(Dataset excerpts on object pointing)

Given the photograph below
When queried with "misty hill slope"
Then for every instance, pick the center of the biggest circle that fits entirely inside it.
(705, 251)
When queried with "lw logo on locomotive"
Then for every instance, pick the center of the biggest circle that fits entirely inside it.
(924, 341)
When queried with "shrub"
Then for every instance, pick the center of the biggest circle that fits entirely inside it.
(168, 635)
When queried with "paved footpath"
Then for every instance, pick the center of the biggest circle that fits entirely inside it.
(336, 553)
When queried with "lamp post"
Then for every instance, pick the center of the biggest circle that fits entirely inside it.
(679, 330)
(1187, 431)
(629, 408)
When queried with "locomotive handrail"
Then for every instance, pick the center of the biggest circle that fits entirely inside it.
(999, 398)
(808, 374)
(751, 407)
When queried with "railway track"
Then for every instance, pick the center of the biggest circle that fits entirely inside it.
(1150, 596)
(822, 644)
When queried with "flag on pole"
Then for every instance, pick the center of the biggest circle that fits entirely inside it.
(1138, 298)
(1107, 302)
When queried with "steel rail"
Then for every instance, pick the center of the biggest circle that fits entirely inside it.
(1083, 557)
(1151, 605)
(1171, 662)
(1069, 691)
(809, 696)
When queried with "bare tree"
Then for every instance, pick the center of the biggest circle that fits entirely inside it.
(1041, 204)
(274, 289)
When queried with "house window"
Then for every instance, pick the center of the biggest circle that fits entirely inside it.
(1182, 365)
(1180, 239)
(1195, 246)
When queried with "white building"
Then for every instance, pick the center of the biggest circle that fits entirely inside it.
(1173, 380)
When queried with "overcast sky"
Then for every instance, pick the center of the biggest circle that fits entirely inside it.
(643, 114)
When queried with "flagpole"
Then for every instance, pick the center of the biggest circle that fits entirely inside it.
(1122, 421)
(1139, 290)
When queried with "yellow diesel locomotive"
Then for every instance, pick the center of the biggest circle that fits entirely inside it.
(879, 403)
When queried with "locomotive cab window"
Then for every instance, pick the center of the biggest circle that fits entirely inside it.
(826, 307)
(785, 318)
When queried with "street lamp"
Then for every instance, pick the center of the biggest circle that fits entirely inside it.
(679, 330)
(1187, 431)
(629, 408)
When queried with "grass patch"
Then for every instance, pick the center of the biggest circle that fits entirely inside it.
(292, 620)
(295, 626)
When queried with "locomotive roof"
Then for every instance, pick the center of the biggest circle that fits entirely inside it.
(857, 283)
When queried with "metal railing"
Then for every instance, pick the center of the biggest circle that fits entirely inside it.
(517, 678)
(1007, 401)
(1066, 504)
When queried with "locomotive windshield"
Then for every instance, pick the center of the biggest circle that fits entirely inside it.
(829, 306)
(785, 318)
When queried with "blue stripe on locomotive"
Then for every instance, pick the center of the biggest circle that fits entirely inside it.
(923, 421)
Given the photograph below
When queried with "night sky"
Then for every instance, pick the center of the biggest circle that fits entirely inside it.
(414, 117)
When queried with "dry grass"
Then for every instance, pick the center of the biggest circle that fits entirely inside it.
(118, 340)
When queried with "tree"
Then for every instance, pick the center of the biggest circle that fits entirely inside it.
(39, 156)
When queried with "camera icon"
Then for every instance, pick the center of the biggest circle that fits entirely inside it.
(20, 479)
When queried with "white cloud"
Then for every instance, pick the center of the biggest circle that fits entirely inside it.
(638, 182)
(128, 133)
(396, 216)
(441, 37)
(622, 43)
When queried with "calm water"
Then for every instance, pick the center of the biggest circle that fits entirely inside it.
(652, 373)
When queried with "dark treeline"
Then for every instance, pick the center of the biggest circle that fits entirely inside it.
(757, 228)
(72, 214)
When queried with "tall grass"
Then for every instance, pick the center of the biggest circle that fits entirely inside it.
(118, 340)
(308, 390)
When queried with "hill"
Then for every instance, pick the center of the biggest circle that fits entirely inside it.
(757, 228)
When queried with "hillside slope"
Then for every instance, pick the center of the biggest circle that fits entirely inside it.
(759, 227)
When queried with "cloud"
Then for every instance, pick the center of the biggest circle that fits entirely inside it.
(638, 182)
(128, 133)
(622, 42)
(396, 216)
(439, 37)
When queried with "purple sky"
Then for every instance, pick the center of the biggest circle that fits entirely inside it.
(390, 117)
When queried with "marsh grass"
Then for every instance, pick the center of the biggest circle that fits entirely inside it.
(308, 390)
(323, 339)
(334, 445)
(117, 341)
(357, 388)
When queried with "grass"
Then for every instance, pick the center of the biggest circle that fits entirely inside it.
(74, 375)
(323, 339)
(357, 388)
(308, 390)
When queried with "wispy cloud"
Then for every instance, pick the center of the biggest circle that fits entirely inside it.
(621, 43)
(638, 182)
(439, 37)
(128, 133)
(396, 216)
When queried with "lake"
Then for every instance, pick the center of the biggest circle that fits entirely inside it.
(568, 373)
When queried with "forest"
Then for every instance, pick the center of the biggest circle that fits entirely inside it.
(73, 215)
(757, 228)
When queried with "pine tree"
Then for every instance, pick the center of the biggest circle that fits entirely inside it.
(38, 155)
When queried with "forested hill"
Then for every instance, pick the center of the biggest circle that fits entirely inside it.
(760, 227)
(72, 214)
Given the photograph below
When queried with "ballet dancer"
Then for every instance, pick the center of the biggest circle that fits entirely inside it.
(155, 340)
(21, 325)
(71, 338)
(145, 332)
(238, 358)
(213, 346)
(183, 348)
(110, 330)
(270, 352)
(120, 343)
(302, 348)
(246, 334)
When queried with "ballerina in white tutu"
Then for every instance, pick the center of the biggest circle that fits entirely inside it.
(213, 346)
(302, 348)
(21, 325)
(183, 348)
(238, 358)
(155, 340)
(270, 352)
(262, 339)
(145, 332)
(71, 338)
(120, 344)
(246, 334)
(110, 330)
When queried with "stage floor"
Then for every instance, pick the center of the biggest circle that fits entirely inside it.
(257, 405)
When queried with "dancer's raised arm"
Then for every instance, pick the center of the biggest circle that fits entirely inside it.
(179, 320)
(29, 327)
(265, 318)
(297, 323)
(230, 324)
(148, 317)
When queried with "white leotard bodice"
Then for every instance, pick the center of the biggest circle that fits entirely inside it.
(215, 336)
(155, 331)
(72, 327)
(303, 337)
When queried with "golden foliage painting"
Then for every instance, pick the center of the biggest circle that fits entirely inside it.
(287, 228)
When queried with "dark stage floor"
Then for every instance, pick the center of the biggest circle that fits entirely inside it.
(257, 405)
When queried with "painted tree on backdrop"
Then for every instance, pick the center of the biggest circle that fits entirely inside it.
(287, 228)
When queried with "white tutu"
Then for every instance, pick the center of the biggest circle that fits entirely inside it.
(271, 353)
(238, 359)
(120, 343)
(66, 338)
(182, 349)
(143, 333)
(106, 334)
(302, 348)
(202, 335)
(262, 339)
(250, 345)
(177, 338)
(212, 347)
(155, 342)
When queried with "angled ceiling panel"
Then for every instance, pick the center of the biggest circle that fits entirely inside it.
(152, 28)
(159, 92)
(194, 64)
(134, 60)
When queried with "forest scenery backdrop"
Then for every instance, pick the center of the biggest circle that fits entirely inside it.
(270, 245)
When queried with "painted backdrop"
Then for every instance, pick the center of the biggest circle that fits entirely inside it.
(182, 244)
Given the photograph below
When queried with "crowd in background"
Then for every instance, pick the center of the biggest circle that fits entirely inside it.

> _What you are asked to do_:
Exactly reproduce every line of the records.

> _Solved exercise_:
Given the photograph below
When queried with "misty hill slope"
Then for every instance, pick the center of the biggest circle that fits entirely inside it.
(705, 251)
When queried with "lw logo on locomotive"
Then for every instance, pick the center of the biggest circle that fits entirely inside it.
(924, 341)
When queried with "shrub"
Then for every instance, pick the center of the biggest circle that fits entirely inside it.
(168, 635)
When queried with "paved footpath"
Then for every instance, pick the center of the biggest circle that fits entirely inside it.
(336, 553)
When queried with "lamp post"
Then for every instance, pick the center of the biggest circle that fits entirely inside it.
(679, 330)
(1187, 431)
(629, 408)
When queried with "locomotive handrail"
Then for every instance, pick the center of the biggest circle that fits entirely inside it.
(999, 398)
(808, 374)
(751, 407)
When queried with "railway track"
Then for every instance, pick the center of the biggest circle that fits entirely inside it.
(1150, 596)
(822, 644)
When queried with "flag on pole"
Then for every instance, pick the center of the biggest circle that fits entirely inside it.
(1138, 298)
(1107, 302)
When queried with "steel rail"
Then for every instance, pick the center of the biggest circle that fits entirely inside it.
(1083, 557)
(1151, 605)
(1171, 662)
(1069, 691)
(809, 696)
When queried with "bare tree"
Then for every instance, pick the center of the biggest circle that fits entirely inside it.
(1041, 204)
(274, 289)
When queried with "house window"
Then for every instance, pick the center of the biggest circle that fits entirely inside it.
(1182, 365)
(1180, 239)
(1195, 246)
When queried with "white building"
Then for every instance, pick the center of the biggest circle that fits entirely inside it.
(1173, 380)
When queried with "overcast sky"
Then for every instance, pick the center of the biggest circle that fits entirely inside it.
(643, 114)
When queried with "flagpole"
Then for every instance, pick the center of the biggest circle that fits entirely inside it.
(1122, 421)
(1139, 290)
When queried with "yellow diesel locomotive"
Then for every instance, pick the center of the biggest circle that fits entirely inside it.
(879, 403)
When queried with "locomotive cab window"
Then for every instance, pick the center of the biggest circle that fits entirely inside it.
(826, 307)
(785, 318)
When queried with "street lamp"
Then for every instance, pick the center of the biggest circle that fits entirely inside it.
(679, 330)
(1187, 431)
(629, 408)
When queried with "grass patch"
Then for every instance, pick the center of the biggest circle that fits entirely inside it.
(292, 620)
(295, 626)
When queried with "locomotive roof"
Then for every instance, pick the center of the biggest circle that fits entirely inside it.
(857, 283)
When queried with "metal railing"
Then for every instance, pick the center of the biggest circle that fits entirely inside it.
(517, 678)
(1007, 401)
(1066, 504)
When queried with "locomotive windshield"
Then for every instance, pick the center of the biggest circle that fits entirely inside it.
(829, 306)
(785, 318)
When queried with "blue stripe on locomotive"
Then for every instance, pick the center of the biggest circle that fits entirely inside it.
(923, 421)
Given the photograph below
When queried with "night sky"
Then for every instance, pick the center of the biggest circle that fits entirely inside it.
(414, 117)
When queried with "dry grass"
Then for every instance, pick the center of the biggest circle that fits entirely inside it.
(118, 340)
When queried with "tree"
Then for every instance, pick the center of the biggest circle that fits entirely inside it.
(39, 156)
When queried with "camera icon"
Then for every instance, pick the center of the biggest circle that fits entirely inside it.
(20, 479)
When queried with "white cloud"
Then for every instance, pick the center of the biggest circle that fits entirely inside it.
(638, 182)
(128, 133)
(396, 216)
(441, 37)
(622, 43)
When queried with "calm water"
Then for every instance, pick the center of the biggest circle that fits entirely inside it.
(652, 373)
When queried with "dark treeline"
Then for every instance, pick the center of the biggest circle that fits entirely inside it.
(757, 228)
(72, 214)
When queried with "tall grass"
Then for every instance, pick the center of the biggest circle that fits entirely inside it.
(118, 340)
(308, 390)
When queried with "hill"
Then for every instance, pick the center of the biggest circle that fits entirely inside it.
(757, 228)
When queried with "hillside slope"
Then for every instance, pick the center of the biggest circle that fits entirely inside it.
(759, 227)
When queried with "cloud"
Then for every instance, pick the center of the biggest circle that fits entirely inside it.
(638, 182)
(128, 133)
(622, 42)
(396, 216)
(439, 37)
When queried with "purple sky"
Then for every instance, pick the center of the biggest circle that fits entirely inside it.
(390, 117)
When queried with "marsh grass"
Then for every instance, pick the center of the biggest circle that fits entirely inside it.
(308, 390)
(323, 339)
(334, 445)
(117, 341)
(357, 388)
When queried with "grass"
Then for every instance, pick the center of the biggest circle that fits entirely inside it.
(74, 375)
(323, 339)
(357, 388)
(308, 390)
When queried with "wispy cloud"
Then for every instance, pick the center of the biggest circle that fits entirely inside it.
(621, 43)
(638, 182)
(439, 37)
(128, 133)
(396, 216)
When queried with "lake"
Then for every instance, pick the center of the biggest circle that fits entirely inside it.
(568, 373)
When queried with "forest"
Then for every instance, pick the center of the biggest circle that fits entirely inside it.
(73, 215)
(757, 228)
When queried with "pine tree"
Then for every instance, pick the center of the biggest circle that fits entirely inside it.
(38, 155)
When queried with "forested hill"
Then for every instance, pick the center of the biggest circle that fits entirely inside it.
(760, 227)
(72, 214)
Given the photograph below
When queried with "ballet dancer"
Then for every instance, pick the center of the biggest circle that fits entirely inside it.
(155, 340)
(21, 325)
(71, 338)
(145, 332)
(238, 358)
(213, 346)
(183, 348)
(110, 330)
(270, 352)
(120, 343)
(302, 348)
(246, 334)
When queried with "ballerina in white tutu"
Then for every instance, pick the center of the biggest circle that fits entirely inside it.
(213, 346)
(302, 348)
(21, 325)
(183, 348)
(238, 358)
(155, 340)
(270, 352)
(262, 339)
(145, 332)
(71, 338)
(120, 344)
(246, 334)
(110, 330)
When queried with "stage floor"
Then for every instance, pick the center of the biggest circle that fits entirely inside it.
(257, 405)
When queried with "dancer's raised arm"
Then for every instance, pick the center of the biggest circle that fits entirely inside it.
(179, 320)
(29, 327)
(265, 318)
(297, 323)
(230, 324)
(148, 317)
When queried with "white leotard bodice"
Then for every instance, pick the center of the biggest circle that fits entirely inside it.
(215, 336)
(155, 331)
(72, 327)
(303, 337)
When queried with "golden foliage painting"
Then for every instance, pick the center of the biggest circle that fits entirely inside it.
(287, 228)
When queried with "dark stage floor"
Then for every instance, pick the center of the biggest circle that fits entirely inside it.
(257, 405)
When queried with "painted tree on backdrop"
Then for every instance, pick the center of the biggest circle that fits entirely inside it.
(287, 228)
When queried with "white tutu"
Then for every instance, pick the center of the biggest circle that fits entirely inside it.
(271, 353)
(238, 359)
(120, 343)
(66, 338)
(182, 349)
(143, 333)
(106, 334)
(302, 348)
(202, 335)
(262, 339)
(250, 345)
(177, 338)
(212, 347)
(155, 342)
When queried with "angled ceiling panel"
Then for every instance, pick the center of the biggest circle that fits entirely inside it.
(152, 28)
(159, 92)
(194, 64)
(134, 60)
When queried with "forest scenery backdrop"
Then for every instance, pick the center of the biggest circle that fits entirely inside it.
(270, 245)
When queried with "painted backdrop"
Then for every instance, pick the center of the biggest circle that fits entirely inside it.
(182, 244)
Given the photograph below
When queried with "crowd in background"
Then for every instance, pick the center of the biggest circle that fits entirely inside it.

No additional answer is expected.